**EXERCISE REQUIREMENTS**
Copy all of the data below line for line, without changing anything.

**GIVEN INFORMATION**
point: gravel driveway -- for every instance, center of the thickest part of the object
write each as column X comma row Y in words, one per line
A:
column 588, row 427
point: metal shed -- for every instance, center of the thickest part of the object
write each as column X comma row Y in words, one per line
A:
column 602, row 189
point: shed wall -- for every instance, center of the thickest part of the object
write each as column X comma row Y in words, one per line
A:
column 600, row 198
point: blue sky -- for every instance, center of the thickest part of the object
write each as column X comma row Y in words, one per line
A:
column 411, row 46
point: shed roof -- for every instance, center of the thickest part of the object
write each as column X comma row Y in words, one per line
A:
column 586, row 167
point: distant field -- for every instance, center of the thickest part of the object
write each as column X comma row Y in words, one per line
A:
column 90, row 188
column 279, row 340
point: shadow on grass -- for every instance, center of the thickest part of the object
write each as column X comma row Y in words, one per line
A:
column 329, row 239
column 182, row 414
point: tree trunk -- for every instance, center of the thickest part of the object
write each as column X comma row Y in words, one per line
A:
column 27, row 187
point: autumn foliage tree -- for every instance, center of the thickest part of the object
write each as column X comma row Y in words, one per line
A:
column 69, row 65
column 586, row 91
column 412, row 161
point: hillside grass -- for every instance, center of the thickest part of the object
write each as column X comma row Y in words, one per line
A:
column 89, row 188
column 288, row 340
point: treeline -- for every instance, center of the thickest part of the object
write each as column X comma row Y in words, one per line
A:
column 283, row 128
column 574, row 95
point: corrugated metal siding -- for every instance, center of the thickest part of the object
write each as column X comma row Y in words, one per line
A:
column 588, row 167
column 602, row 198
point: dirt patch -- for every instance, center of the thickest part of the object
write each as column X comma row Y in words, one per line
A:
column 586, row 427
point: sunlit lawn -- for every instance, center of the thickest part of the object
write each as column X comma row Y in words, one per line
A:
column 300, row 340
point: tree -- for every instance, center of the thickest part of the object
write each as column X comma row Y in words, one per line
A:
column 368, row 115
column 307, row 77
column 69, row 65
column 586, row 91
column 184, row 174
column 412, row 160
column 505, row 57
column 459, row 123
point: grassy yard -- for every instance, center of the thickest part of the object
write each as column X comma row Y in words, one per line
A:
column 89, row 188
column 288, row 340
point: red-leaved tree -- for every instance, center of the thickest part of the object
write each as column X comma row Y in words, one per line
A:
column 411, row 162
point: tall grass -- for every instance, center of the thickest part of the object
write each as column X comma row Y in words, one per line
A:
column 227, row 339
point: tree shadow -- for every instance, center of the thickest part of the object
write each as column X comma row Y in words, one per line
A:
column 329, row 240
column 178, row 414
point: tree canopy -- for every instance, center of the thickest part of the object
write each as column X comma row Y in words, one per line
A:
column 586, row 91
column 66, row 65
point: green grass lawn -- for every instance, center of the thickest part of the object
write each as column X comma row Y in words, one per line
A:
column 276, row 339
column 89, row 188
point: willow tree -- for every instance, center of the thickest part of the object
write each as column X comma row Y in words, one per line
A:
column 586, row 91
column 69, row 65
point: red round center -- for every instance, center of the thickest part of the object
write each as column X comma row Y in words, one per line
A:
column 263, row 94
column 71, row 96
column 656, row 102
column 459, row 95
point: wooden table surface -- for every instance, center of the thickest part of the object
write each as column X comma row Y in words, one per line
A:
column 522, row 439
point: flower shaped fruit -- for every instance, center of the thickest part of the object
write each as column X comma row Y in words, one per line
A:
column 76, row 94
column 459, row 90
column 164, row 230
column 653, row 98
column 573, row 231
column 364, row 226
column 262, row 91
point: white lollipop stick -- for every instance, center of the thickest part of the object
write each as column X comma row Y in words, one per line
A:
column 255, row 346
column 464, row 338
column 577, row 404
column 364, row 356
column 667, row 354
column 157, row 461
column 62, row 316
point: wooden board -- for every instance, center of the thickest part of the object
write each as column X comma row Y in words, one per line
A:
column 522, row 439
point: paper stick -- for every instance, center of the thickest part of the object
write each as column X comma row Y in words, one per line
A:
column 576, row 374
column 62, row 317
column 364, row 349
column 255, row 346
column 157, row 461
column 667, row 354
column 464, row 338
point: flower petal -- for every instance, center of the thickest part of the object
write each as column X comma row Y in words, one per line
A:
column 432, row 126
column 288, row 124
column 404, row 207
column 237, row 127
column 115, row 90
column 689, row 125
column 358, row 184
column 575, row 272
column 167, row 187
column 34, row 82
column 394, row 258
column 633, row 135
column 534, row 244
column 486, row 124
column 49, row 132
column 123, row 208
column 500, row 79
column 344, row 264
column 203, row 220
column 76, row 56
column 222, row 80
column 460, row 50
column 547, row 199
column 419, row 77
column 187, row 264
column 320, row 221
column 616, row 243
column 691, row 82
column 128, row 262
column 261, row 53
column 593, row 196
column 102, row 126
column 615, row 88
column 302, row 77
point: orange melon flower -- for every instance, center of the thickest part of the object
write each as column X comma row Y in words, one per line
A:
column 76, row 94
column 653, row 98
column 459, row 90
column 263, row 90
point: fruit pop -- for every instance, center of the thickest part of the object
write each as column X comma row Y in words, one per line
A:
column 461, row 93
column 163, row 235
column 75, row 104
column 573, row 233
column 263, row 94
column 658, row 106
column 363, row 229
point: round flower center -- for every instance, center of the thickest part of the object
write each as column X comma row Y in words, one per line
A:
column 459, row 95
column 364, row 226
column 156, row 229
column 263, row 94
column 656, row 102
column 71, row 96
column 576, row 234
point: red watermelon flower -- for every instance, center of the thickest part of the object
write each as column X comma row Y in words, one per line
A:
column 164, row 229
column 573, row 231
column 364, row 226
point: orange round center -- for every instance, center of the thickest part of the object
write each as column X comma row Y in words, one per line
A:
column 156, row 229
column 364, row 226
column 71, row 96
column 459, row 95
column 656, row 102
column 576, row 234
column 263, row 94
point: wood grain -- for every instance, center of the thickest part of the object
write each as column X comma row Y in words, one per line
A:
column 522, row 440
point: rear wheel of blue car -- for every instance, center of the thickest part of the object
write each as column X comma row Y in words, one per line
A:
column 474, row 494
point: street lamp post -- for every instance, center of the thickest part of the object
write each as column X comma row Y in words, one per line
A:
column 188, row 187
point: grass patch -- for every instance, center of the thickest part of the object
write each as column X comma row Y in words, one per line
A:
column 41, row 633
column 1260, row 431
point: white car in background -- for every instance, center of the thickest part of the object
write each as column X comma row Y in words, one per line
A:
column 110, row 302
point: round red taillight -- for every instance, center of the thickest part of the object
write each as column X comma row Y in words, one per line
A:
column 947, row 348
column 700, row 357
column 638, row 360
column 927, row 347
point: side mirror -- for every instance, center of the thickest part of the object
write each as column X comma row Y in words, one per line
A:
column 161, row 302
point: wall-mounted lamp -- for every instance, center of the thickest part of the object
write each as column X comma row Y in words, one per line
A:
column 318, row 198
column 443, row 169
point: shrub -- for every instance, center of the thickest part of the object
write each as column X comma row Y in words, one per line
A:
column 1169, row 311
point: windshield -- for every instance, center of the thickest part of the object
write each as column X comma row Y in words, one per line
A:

**EXPECTED OUTPUT**
point: gravel driveway -- for every instance, center of the thickest part of the object
write each as column X comma row Y in words, one per line
A:
column 588, row 427
point: metal shed -- for every instance, center of the thickest part of the object
write each as column X comma row Y in words, one per line
A:
column 602, row 189
point: shed wall -- for every instance, center of the thickest part of the object
write each as column X comma row Y in words, one per line
A:
column 600, row 198
point: blue sky -- for every instance, center of the thickest part of the object
write each as column X comma row Y in words, one per line
A:
column 411, row 46
point: shed roof -- for every instance, center of the thickest part of the object
write each as column X comma row Y in words, one per line
A:
column 586, row 167
point: distant field -- for every instance, center of the thickest part of the object
write each as column X comma row Y in words, one per line
A:
column 90, row 188
column 279, row 340
point: shadow on grass -- for every instance, center of the thickest part of the object
write each as column X comma row Y in words, one per line
A:
column 329, row 239
column 182, row 414
point: tree trunk -- for every instance, center of the thickest part of the object
write each as column X comma row Y in words, one per line
A:
column 27, row 187
point: autumn foliage tree -- for every instance, center of the thickest part of the object
write each as column X comma row Y in words, one per line
A:
column 69, row 65
column 586, row 91
column 412, row 161
point: hillside grass -- for every instance, center of the thickest part of the object
write each as column X comma row Y in words, one per line
A:
column 89, row 188
column 288, row 340
point: treeline -- for every instance, center of the thickest part of the object
write each as column X comma row Y in words, one per line
A:
column 283, row 128
column 574, row 95
point: corrugated metal siding -- for every instance, center of the thickest part of the object
write each as column X comma row Y in words, one per line
A:
column 588, row 167
column 602, row 198
point: dirt patch -- for every instance, center of the thickest part of the object
write each as column X comma row Y in words, one per line
A:
column 586, row 427
point: sunlit lawn -- for every instance, center of the thickest part of the object
write each as column X comma row Y in words, one per line
A:
column 300, row 340
point: tree -- for every instance, center of the thickest part of the object
write each as column X comma row Y in words, one per line
A:
column 368, row 115
column 307, row 77
column 69, row 65
column 586, row 91
column 184, row 174
column 412, row 160
column 505, row 57
column 459, row 123
point: grassy yard -- for every instance, center of the thickest part of the object
write each as column X comma row Y in words, one per line
A:
column 89, row 188
column 288, row 340
point: red-leaved tree -- for every instance, center of the thickest part of the object
write each as column X comma row Y in words, one per line
A:
column 411, row 162
point: tall grass -- for every instance, center of the thickest part of the object
write each as column X comma row Y in words, one per line
A:
column 227, row 339
point: tree shadow -- for every instance, center of the thickest part of the object
write each as column X comma row Y in words, one per line
A:
column 329, row 240
column 178, row 414
point: tree canopy -- for every instance, center of the thickest part of the object
write each as column X comma row Y in words, one per line
A:
column 586, row 91
column 66, row 65
point: green grass lawn -- for every instance, center of the thickest part of the object
write each as column X comma row Y in words, one per line
A:
column 276, row 339
column 89, row 188
point: willow tree -- for every instance, center of the thickest part of the object
write each as column X comma row Y in words, one per line
A:
column 586, row 91
column 69, row 65
point: red round center -- for every instance, center of the thickest part of the object
write each as column X comma row Y in words, one per line
A:
column 263, row 94
column 71, row 96
column 656, row 102
column 459, row 95
point: wooden table surface -- for every instance, center of the thickest part of the object
write each as column X comma row Y in words, one per line
A:
column 522, row 439
point: flower shaped fruit -- for every instance, center of the thickest part of the object
write each as column X comma row Y in words, one per line
A:
column 76, row 94
column 459, row 90
column 164, row 230
column 653, row 98
column 573, row 231
column 364, row 226
column 262, row 91
point: white lollipop stick -- for every instance, center of the thickest part of the object
write each as column X comma row Y in words, one per line
A:
column 255, row 346
column 464, row 338
column 577, row 404
column 364, row 356
column 667, row 354
column 157, row 461
column 62, row 316
point: wooden board -- for every instance, center of the thickest part of the object
write each as column X comma row Y in words, one per line
A:
column 522, row 439
point: paper stick -- for every instance, center of the thickest part of the object
write each as column X comma row Y in words, one per line
A:
column 576, row 374
column 62, row 317
column 364, row 349
column 255, row 346
column 157, row 461
column 667, row 354
column 464, row 338
point: flower petal -- for every instance, center of the thickest part of the object
write each as column X comma row Y in words, one per line
A:
column 432, row 126
column 288, row 124
column 404, row 207
column 237, row 127
column 115, row 90
column 689, row 125
column 358, row 184
column 575, row 272
column 167, row 187
column 34, row 82
column 394, row 258
column 633, row 135
column 534, row 244
column 486, row 124
column 49, row 132
column 123, row 208
column 500, row 79
column 344, row 264
column 203, row 220
column 76, row 56
column 222, row 80
column 460, row 50
column 547, row 199
column 419, row 77
column 187, row 264
column 320, row 221
column 616, row 243
column 691, row 82
column 128, row 262
column 261, row 53
column 593, row 196
column 102, row 126
column 615, row 88
column 302, row 77
point: orange melon flower -- for every instance, center of the thickest part of the object
write each as column X comma row Y in words, one per line
A:
column 76, row 94
column 653, row 98
column 459, row 90
column 263, row 90
point: fruit pop -- for every instance, center of the thickest part of the object
write each as column X comma row Y in words, one per line
A:
column 461, row 93
column 163, row 235
column 75, row 104
column 573, row 233
column 263, row 94
column 658, row 106
column 363, row 229
point: round flower center -- for every instance, center of the thickest part of the object
write each as column X comma row Y in words, one per line
A:
column 459, row 95
column 364, row 226
column 156, row 229
column 263, row 94
column 656, row 102
column 71, row 96
column 576, row 234
point: red watermelon flower -- for every instance, center of the thickest part of the object
write each as column X comma row Y in words, one per line
A:
column 164, row 229
column 573, row 231
column 364, row 226
point: orange round center -- for every instance, center of the thickest part of the object
write each as column X comma row Y in words, one per line
A:
column 156, row 229
column 364, row 226
column 71, row 96
column 459, row 95
column 656, row 102
column 576, row 234
column 263, row 94
point: wood grain -- for every instance, center of the thickest part of the object
write each as column X comma row Y in words, one per line
A:
column 522, row 440
point: rear wheel of blue car -- for every instance, center of the thickest part of the object
write each as column X comma row Y in words, one per line
A:
column 474, row 494
point: street lamp post -- for every instance, center of the thickest part of the object
write each as column X comma row Y in words, one per line
A:
column 188, row 187
point: grass patch -- for every instance, center of the thickest part of the object
write each as column X comma row Y in words, one per line
A:
column 41, row 633
column 1260, row 431
point: white car in background -- for every instance, center of the thickest part of the object
write each as column X comma row Y in words, one per line
A:
column 110, row 302
point: round red taillight -- for every instance, center of the thickest part of the object
write each as column X comma row Y in words, one per line
A:
column 947, row 348
column 700, row 357
column 638, row 360
column 927, row 347
point: side mirror -- for every instance, center of the thickest part of the object
write each as column X comma row Y in words, one per line
A:
column 161, row 302
point: wall-mounted lamp -- for every instance, center of the thickest part of the object
write each as column X comma row Y in words, one per line
A:
column 318, row 198
column 443, row 169
point: shrub -- for every instance, center of the thickest part of the object
write each as column X comma row Y in words, one per line
A:
column 1169, row 311
point: windshield -- for every instance, center of the thickest part of the object
write each as column X comma row Y in words, one per line
A:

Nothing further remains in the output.